• [Stored records]
_ _ _ _ _
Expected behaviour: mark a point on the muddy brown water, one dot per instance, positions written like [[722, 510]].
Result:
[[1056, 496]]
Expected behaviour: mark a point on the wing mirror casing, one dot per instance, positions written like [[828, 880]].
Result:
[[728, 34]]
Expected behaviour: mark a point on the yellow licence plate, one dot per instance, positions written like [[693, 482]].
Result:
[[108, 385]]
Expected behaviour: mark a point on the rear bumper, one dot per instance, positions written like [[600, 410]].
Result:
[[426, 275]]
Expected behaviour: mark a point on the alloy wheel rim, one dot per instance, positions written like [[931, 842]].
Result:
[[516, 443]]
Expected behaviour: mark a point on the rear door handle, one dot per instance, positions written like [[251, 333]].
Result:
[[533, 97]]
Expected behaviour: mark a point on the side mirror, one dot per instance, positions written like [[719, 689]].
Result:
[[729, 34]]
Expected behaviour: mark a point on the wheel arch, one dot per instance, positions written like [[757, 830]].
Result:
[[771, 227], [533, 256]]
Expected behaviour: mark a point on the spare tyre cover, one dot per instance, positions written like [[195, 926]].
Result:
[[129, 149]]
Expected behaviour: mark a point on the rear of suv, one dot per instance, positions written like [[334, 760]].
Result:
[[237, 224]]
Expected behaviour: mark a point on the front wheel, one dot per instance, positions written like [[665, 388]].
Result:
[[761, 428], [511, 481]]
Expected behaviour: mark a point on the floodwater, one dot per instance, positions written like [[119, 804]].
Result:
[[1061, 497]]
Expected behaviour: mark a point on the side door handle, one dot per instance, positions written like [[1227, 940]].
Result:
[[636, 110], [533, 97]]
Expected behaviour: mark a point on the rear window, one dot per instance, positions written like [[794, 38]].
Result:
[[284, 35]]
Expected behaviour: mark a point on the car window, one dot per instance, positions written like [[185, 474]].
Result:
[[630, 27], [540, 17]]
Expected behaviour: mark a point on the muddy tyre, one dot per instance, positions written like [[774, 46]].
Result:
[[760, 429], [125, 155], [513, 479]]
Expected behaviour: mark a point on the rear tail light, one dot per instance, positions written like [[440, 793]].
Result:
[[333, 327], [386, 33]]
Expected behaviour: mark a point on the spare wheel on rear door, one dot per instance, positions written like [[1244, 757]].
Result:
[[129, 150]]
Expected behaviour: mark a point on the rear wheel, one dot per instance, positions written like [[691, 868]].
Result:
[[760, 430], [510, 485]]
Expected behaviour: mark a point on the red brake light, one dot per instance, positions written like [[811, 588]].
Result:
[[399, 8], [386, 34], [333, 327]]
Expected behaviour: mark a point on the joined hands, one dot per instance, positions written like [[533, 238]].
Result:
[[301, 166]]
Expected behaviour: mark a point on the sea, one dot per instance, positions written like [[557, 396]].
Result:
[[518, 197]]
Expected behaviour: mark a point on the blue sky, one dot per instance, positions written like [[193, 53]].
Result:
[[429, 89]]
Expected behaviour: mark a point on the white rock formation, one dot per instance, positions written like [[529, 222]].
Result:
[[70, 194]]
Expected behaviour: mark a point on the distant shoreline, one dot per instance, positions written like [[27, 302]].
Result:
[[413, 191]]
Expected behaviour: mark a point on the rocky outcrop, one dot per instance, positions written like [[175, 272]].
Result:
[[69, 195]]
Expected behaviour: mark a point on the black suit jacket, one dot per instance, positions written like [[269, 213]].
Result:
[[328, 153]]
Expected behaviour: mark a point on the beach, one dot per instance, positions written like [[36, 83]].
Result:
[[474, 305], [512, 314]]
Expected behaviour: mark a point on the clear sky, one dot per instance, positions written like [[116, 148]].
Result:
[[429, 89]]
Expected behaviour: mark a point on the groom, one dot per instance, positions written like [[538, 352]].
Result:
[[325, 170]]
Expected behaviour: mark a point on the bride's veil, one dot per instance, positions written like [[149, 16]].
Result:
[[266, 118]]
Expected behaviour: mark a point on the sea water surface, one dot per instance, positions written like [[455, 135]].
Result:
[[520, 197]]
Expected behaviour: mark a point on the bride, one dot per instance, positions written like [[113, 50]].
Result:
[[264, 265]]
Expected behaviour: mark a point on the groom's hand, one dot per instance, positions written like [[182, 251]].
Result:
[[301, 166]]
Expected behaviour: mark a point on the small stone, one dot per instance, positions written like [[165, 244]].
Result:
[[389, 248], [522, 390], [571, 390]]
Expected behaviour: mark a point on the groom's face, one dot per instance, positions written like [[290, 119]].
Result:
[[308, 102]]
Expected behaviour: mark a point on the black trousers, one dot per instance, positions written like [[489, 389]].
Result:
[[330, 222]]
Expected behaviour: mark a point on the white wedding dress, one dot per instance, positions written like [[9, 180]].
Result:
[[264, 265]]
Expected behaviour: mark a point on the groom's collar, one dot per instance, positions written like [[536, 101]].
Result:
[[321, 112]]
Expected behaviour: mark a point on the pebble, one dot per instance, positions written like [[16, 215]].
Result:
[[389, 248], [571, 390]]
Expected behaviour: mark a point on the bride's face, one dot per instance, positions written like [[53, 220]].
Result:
_ _ _ _ _
• [What to do]
Nothing is to be left out; reproduce each record exactly.

• [Completed exercise]
Expected behaviour: mark a point on the muddy brown water, one dot per instance, positions written like [[722, 510]].
Result:
[[1056, 496]]
Expected behaviour: mark a point on the wing mirror casing, one dot per instance, positions written like [[828, 880]].
Result:
[[728, 34]]
Expected behaviour: mark a point on the yellow licence plate, one dot per instance, positions written like [[693, 482]].
Result:
[[108, 385]]
Expected behaviour: mark a point on the rear bumper, one dot per instance, positions written like [[600, 410]].
Result:
[[426, 275]]
Expected behaviour: mark a point on the alloy wheel rim, one dot per instance, positions written like [[931, 842]].
Result:
[[516, 443]]
Expected behaviour: mark a point on the rear door handle, one dot per instance, positions written like [[251, 333]].
Result:
[[533, 97]]
Expected behaviour: mark a point on the side mirror, one dot per instance, positions written like [[719, 689]].
Result:
[[729, 34]]
Expected behaviour: mark a point on the wheel arch, one dot per instance, positions written like [[757, 830]].
Result:
[[771, 227], [533, 256]]
Expected behaviour: mark a point on the spare tyre cover, one dot per instance, positions written like [[195, 926]].
Result:
[[129, 149]]
Expected behaviour: mark a point on the rear of suv, one dot per instance, positions written like [[334, 760]].
Result:
[[237, 224]]
Expected behaviour: mark a point on the front wheel, one dot per instance, positions written like [[665, 388]].
Result:
[[761, 428], [511, 481]]
Expected behaviour: mark a point on the floodwater, one dot per instance, positions written like [[119, 804]].
Result:
[[1061, 497]]
Expected behaviour: mark a point on the side door handle, one dot per instance, positions written like [[1227, 940]].
Result:
[[636, 110], [533, 97]]
Expected behaviour: mark a point on the rear window, one dot per instance, positions written like [[794, 38]].
Result:
[[284, 35]]
Expected behaviour: mark a point on the car window, one dot per instance, positions written like [[185, 474]].
Result:
[[630, 27], [540, 17]]
Expected behaviour: mark a point on the muddy tyre, one dot per instance, positions written like [[774, 46]].
Result:
[[760, 429], [125, 155], [513, 479]]
Expected behaviour: mark a point on the rear tail light, one dot per instance, positions written like [[440, 793]].
Result:
[[333, 327], [386, 33]]
Expected behaviour: mark a point on the spare wheel on rear door, one dot per instance, positions written like [[1244, 757]].
Result:
[[129, 150]]
Expected behaviour: mark a point on the rear wheel, one dot per instance, positions written like [[691, 868]].
Result:
[[760, 430], [510, 485]]
Expected behaviour: mark a point on the red brake light, one dot per instance, positions written like [[811, 588]].
Result:
[[399, 8], [386, 34], [333, 327]]
Expected behaviour: mark a point on the joined hands, one dot per instance, positions written like [[533, 238]].
Result:
[[301, 166]]
Expected behaviour: mark a point on the sea, one dot per instance, positions written like [[557, 396]].
Result:
[[518, 197]]
Expected behaviour: mark a point on the blue sky, one dot per instance, positions written like [[193, 53]].
Result:
[[429, 89]]
Expected behaviour: mark a point on the white rock formation, one dot per instance, positions written like [[529, 222]].
Result:
[[70, 194]]
Expected behaviour: mark a point on the distant shoreline, one dot per instance, positions written like [[27, 302]].
Result:
[[413, 191]]
Expected behaviour: mark a point on the rocky outcrop, one dot per instance, positions written like [[175, 272]].
Result:
[[69, 195]]
Expected behaviour: mark a point on the black suit jacket, one dot per instance, positions written like [[269, 213]].
Result:
[[328, 153]]
Expected behaviour: mark a point on the beach, one dot per instance, positions written like [[36, 83]].
Result:
[[474, 305], [512, 314]]
Expected behaviour: mark a point on the clear sky, one dot per instance, positions written like [[116, 148]].
Result:
[[429, 89]]
Expected behaviour: mark a point on the groom, one dot per instance, positions written like [[538, 352]].
Result:
[[325, 170]]
Expected behaviour: mark a point on the bride's veil, one dot per instance, positions written like [[149, 16]].
Result:
[[266, 118]]
Expected behaviour: mark a point on the sea water surface, one dot per instance, positions written like [[455, 135]].
Result:
[[520, 197]]
Expected behaviour: mark a point on the bride, one dot per instance, positions written like [[113, 50]].
Result:
[[264, 265]]
Expected behaviour: mark a point on the groom's hand, one dot per instance, positions written like [[182, 251]].
Result:
[[301, 166]]
Expected behaviour: mark a point on the small stone, one dot per instance, positions written like [[165, 244]].
Result:
[[389, 248], [522, 390], [571, 390]]
Expected behaviour: mark a point on the groom's face, one dot per instance, positions written like [[290, 119]].
Result:
[[308, 102]]
Expected behaviour: mark a point on the black trousers, one dot per instance, positions written like [[489, 389]].
Result:
[[330, 222]]
Expected behaviour: mark a point on the white wedding dress, one dot per instance, positions written like [[9, 180]].
Result:
[[264, 265]]
Expected behaviour: mark a point on the groom's collar, one dot per instance, positions written like [[536, 101]].
Result:
[[321, 112]]
Expected behaviour: mark a point on the pebble, one dot per instance, positions written like [[16, 215]].
Result:
[[389, 248], [571, 390]]
Expected behaviour: mark a point on the bride's face, one dot per instance, positions written like [[53, 220]].
Result:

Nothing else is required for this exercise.